▶ GIVEN EXERCISE A:
Please edit the school funding text by replacing "interesting" with "useful", and give the passage from "Blog post supported" up to and including "the same thing.".

▶ EXTRACT TO READ:
------------------------------------
Looking at the geographical distribution of schools with large percentage balances compared to income, the North East London area that includes, Tower Hamlets, Newham and Barking & Dagenham seems to be over-represented with schools showing large percentage balances; several for a number of years. Many schools, and especially secondary schools in f40 authorities will no doubt gaze in amazement at schools where the percentage balance is more than 20% of revenue.  Some might question why the percentage has stayed so high for a number of years in a few schools and whether these schools are producing the best possible outcomes for their pupils.

Personally, I believe that schools revenue is largely to be spent in the year it is received, with cash only set aside into reserves for the consequences of the depreciation of long-term assets to be added to reserves to ensure that these assets can be replaced. I don’t think such reserves require to be more than 50% of revenue, as is the case in a school that has been increasing its percentage each year for the past few years. I would be especially unhappy if that school were saving for a building project at the expense of the education of their present pupils.

Blog post supported by EPI Report

Last December this blog published a post headed ‘Figures back heads views on funding pressures’. https://johnohowson.wordpress.com/2017/12/14/figures-back-heads-views-on-funding-pressures/ it was, therefore, interesting to read the report issued by the Education Policy Institute that appeared today and effectively says much the same thing.

You might want to compare Education Policy Institute’s (EPI) key finding with my post last December. EPI have said that:

  • The number of local authority maintained secondary schools in deficit reduced from 14.3 per cent in 2010-11 to 8.8 per cent in 2013-14. Strikingly, however, over the period of four years up until 2016-17, the proportion of local authority secondary schools in deficit nearly trebled, expanding to over a quarter of all such schools – or 26.1 per cent. The average local authority maintained secondary school deficit rose over this 7 year period, from £292,822 in 2010-11 to £374,990 in 2016-17.
  • The number of local authority maintained primary schools in deficit has also risen. In 2010-11, 5.2 per cent of local authority primary schools were in deficit – this reduced in the following year to 3.7 per cent, before staying at a level of around 4 per cent until 2015-16. However, in 2016-17, the proportion of primary schools in deficit increased significantly, to 7.1 per cent. The average primary school deficit also noticeably increased, from £72,042 in 2010-11, to £107,962 in 2016-17.
  • At a regional level, the South West had the highest percentage of local authority maintained secondaries in deficit over this period – with 22.1 per cent of schools in deficit in 2010-11, rising considerably to over a third of schools (34.9 per cent) in 2016-17. The East had the lowest – with 7.5 per cent of local authority maintained secondary schools in deficit in 2010-11, rising to 17.5 per cent in 2016-17.
  • The North East had the highest number of local authority maintained primary schools in deficit in 2016-17 at 10.1 per cent. The East of England consistently had the lowest, with 2.6 per cent in deficit in 2010-11, rising to 3.4 per cent in 2016-17.
  • A large proportion of local authority maintained schools are now spending more than their income. Over two-thirds of local authority maintained secondary schools spent more than their income in 2016-17. Significantly, such events are not just occurring for one year – we find that 40 per cent of local authority maintained secondaries have had balances in decline for at least two years in a row.
------------------------------------
▶ DATA EXCERPTS:
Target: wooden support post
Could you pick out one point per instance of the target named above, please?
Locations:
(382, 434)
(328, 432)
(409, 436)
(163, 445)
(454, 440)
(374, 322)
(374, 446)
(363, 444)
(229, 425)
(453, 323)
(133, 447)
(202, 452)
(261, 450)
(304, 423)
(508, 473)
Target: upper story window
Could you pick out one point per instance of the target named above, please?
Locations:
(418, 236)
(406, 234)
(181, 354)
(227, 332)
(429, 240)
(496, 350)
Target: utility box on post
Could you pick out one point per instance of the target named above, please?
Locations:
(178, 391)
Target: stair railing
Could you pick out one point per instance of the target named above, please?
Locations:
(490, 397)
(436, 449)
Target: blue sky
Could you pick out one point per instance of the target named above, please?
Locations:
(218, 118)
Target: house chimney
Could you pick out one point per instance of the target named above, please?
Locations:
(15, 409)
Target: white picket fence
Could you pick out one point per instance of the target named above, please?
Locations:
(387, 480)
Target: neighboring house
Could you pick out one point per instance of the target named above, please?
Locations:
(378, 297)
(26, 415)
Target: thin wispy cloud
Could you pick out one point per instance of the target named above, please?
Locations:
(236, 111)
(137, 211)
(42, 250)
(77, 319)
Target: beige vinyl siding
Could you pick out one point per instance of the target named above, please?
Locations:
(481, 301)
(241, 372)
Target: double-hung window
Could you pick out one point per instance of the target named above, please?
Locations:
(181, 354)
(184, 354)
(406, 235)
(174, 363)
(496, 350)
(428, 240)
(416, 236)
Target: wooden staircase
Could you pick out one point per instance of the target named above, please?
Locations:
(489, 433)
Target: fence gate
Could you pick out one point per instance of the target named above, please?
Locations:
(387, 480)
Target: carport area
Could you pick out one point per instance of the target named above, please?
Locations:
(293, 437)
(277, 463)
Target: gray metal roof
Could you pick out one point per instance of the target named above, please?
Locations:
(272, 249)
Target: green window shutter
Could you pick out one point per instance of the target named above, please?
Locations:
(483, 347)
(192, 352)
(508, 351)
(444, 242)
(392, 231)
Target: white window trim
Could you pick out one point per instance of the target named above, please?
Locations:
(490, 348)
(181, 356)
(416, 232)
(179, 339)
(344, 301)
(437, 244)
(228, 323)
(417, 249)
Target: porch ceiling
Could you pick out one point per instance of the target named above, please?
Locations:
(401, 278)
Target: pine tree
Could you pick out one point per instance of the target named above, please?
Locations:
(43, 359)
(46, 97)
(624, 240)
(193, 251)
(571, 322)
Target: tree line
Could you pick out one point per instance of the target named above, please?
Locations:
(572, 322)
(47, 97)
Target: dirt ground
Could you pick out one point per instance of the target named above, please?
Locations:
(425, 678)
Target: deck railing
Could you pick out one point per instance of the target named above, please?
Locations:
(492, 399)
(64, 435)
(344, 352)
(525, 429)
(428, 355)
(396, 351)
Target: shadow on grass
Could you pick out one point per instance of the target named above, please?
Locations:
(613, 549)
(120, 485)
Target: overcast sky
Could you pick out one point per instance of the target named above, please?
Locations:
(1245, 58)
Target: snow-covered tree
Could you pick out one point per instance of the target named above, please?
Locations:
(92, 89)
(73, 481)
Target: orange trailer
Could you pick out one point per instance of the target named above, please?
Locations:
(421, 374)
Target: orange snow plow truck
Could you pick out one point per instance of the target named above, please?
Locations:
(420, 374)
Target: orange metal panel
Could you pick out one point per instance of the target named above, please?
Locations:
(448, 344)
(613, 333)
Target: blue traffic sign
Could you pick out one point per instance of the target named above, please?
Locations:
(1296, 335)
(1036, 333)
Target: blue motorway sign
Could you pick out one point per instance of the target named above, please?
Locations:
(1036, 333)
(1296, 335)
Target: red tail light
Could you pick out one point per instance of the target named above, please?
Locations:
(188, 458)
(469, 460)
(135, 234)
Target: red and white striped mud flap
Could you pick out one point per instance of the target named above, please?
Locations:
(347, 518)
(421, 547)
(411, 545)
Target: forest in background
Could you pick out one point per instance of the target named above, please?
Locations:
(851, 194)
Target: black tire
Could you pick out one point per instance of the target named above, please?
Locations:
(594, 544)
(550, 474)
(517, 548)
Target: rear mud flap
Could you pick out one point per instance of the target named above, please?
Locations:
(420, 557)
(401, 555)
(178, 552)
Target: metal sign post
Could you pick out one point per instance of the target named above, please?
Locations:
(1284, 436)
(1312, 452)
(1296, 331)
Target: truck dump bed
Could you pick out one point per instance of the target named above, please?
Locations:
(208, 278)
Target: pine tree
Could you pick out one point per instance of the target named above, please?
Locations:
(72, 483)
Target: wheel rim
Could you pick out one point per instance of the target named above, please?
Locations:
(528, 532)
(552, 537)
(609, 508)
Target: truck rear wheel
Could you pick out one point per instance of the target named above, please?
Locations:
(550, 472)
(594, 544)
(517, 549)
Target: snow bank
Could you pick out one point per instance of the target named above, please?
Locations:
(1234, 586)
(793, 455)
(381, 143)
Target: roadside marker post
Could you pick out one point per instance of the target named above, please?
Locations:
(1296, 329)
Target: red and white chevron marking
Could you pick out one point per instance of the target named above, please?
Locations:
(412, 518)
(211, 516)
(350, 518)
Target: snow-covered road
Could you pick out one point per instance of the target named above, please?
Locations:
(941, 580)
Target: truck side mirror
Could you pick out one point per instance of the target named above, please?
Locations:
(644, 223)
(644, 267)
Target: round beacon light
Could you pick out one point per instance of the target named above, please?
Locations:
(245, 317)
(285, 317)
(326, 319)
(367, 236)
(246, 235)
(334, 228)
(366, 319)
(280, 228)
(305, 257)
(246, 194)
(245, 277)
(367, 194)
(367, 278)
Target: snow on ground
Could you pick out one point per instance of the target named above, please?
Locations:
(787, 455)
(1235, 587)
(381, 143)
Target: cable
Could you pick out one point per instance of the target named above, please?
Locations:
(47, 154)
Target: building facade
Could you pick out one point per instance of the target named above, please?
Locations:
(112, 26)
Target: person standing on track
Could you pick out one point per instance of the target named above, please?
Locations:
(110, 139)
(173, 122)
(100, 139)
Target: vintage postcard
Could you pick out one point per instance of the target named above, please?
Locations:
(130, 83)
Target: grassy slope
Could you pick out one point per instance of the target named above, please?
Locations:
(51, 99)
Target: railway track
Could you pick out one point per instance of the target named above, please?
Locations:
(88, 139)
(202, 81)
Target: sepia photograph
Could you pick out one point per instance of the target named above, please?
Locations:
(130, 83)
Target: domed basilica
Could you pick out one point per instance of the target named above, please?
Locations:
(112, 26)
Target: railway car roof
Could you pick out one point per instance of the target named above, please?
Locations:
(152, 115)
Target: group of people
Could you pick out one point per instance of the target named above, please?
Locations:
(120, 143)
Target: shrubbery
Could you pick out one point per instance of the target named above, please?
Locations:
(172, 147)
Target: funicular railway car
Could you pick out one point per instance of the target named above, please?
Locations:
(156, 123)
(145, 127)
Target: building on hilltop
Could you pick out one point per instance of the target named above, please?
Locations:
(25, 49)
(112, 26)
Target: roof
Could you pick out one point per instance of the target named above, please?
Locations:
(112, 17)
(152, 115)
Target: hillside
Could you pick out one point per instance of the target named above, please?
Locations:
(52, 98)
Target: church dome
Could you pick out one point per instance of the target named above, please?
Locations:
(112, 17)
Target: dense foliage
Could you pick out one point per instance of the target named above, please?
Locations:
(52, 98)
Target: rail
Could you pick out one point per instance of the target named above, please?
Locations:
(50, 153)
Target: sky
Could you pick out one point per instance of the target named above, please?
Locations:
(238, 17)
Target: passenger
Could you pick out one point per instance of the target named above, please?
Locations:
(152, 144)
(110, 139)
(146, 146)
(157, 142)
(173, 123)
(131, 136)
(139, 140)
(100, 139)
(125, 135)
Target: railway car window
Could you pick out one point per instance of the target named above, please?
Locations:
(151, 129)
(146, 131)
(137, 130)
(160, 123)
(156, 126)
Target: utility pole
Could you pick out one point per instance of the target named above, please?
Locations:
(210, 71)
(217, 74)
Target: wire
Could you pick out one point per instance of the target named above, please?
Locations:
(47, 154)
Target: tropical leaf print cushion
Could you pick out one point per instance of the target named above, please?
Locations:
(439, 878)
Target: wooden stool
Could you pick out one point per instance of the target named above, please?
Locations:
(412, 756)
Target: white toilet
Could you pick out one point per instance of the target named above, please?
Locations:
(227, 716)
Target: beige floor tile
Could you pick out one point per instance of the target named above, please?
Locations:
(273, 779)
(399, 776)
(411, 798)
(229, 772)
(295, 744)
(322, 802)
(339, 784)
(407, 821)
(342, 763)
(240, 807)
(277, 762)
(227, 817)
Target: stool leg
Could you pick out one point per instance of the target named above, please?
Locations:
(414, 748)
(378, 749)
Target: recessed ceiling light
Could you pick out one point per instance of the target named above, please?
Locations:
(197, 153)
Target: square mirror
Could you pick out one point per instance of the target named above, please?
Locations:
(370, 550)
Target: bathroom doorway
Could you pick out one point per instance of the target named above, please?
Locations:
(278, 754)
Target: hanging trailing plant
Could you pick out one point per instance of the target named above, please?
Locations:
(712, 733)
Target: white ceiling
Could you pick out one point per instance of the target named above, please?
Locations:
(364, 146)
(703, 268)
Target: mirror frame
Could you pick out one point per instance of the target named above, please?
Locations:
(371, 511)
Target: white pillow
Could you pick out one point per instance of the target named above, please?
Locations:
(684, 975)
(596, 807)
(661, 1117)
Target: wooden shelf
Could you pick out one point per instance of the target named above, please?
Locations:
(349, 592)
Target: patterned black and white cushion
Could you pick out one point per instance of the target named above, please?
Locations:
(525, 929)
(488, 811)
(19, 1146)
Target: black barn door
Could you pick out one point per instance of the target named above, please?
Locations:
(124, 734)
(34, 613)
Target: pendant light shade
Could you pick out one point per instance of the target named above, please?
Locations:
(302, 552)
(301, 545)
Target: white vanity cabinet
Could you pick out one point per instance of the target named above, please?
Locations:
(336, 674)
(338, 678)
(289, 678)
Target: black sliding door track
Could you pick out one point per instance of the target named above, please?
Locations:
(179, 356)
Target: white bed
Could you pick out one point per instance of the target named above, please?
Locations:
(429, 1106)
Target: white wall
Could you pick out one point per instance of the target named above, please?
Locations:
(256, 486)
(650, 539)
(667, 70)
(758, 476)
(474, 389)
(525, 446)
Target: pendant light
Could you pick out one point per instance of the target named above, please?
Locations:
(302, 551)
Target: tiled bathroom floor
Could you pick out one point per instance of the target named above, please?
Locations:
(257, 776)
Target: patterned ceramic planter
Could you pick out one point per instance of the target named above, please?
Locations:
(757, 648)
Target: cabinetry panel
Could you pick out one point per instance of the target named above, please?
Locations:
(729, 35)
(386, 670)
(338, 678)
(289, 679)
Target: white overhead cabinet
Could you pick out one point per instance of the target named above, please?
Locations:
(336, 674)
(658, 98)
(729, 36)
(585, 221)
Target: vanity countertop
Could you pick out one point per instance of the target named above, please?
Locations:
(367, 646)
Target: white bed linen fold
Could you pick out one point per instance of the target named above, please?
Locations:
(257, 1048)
------------------------------------
▶ GIVEN EXERCISE B:
Show every line of the listing that contains the word "vanity".

▶ WRITTEN ANSWER A:
Blog post supported by EPI Report

Last December this blog published a post headed ‘Figures back heads views on funding pressures’. https://johnohowson.wordpress.com/2017/12/14/figures-back-heads-views-on-funding-pressures/ it was, therefore, useful to read the report issued by the Education Policy Institute that appeared today and effectively says much the same thing.

▶ WRITTEN ANSWER B:
Target: white vanity cabinet
Target: vanity countertop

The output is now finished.